### Exercise
Every line below is to be quoted exactly, with nothing added or dropped.

::: Dataset excerpts

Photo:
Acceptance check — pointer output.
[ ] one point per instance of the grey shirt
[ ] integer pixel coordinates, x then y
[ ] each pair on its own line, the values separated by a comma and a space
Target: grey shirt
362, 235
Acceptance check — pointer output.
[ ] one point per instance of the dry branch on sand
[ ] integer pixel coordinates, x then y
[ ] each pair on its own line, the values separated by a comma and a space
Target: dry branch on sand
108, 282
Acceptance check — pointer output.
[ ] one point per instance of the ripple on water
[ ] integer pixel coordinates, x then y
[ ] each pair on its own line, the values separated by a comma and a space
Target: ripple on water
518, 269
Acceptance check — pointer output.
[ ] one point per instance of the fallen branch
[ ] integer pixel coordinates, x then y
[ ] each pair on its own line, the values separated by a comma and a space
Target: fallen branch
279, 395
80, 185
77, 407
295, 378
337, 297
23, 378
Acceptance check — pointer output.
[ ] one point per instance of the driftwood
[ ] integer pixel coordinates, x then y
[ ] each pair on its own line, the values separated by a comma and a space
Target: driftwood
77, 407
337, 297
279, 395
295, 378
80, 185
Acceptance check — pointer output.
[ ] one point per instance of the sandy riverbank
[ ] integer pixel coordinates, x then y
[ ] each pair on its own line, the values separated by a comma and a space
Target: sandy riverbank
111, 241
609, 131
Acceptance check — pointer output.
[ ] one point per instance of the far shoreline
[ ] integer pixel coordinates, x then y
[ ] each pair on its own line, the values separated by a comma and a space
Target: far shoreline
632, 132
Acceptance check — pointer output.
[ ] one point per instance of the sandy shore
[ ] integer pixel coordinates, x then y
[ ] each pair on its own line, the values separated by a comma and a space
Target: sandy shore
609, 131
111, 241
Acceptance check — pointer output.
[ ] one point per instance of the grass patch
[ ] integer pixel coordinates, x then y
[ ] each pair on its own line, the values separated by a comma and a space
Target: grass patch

::::::

### Problem solution
Photo:
Acceptance check — pointer output.
[ ] one point per instance of the grey shirt
[ ] integer pixel coordinates, x then y
[ ] each pair on its own line, the values separated by a comma and a space
Target: grey shirt
362, 235
Acceptance check — pointer output.
[ ] one point per instance of the dry branch on sand
[ ] integer pixel coordinates, x then y
[ ] each pair on its own line, the values separated by a comma and a space
Target: dry branch on sand
108, 282
Acceptance check — pointer output.
[ ] one point per instance of the ripple on water
[ ] integer pixel coordinates, x then y
[ ] each pair on its own line, the values separated by a comma and a space
Target: ripple on water
518, 269
Acceptance check — pointer output.
[ ] one point per instance of the fallen branch
[ ] integer pixel coordinates, x then y
[ ] each pair on its own line, the values separated by a comma and a space
Target: fallen branch
279, 395
80, 185
77, 407
295, 378
337, 297
23, 378
Acceptance check — pointer output.
[ ] one point per instance of the driftwood
[ ] integer pixel coordinates, x then y
[ ] each pair on its own line, the values separated by a comma and a space
Target: driftwood
77, 407
337, 297
279, 395
295, 378
80, 185
Acceptance check — pointer output.
[ ] one point per instance of the sandy riverbank
[ ] integer pixel coordinates, x then y
[ ] each pair on its own line, the values separated by a comma and a space
Target: sandy riverbank
111, 241
609, 131
Acceptance check — pointer output.
[ ] one point per instance of the far shoreline
[ ] integer pixel coordinates, x then y
[ ] each pair on its own line, the values separated by a comma and a space
Target: far shoreline
632, 132
Acceptance check — pointer output.
[ ] one point per instance of the sandy shore
[ ] integer pixel coordinates, x then y
[ ] each pair on its own line, the values separated by a comma and a space
Target: sandy shore
609, 131
111, 241
Acceptance check — pointer output.
[ ] one point per instance of the grass patch
[ ] integer pixel coordinates, x then y
[ ] each pair on its own line, the values separated by a comma and a space
Target: grass patch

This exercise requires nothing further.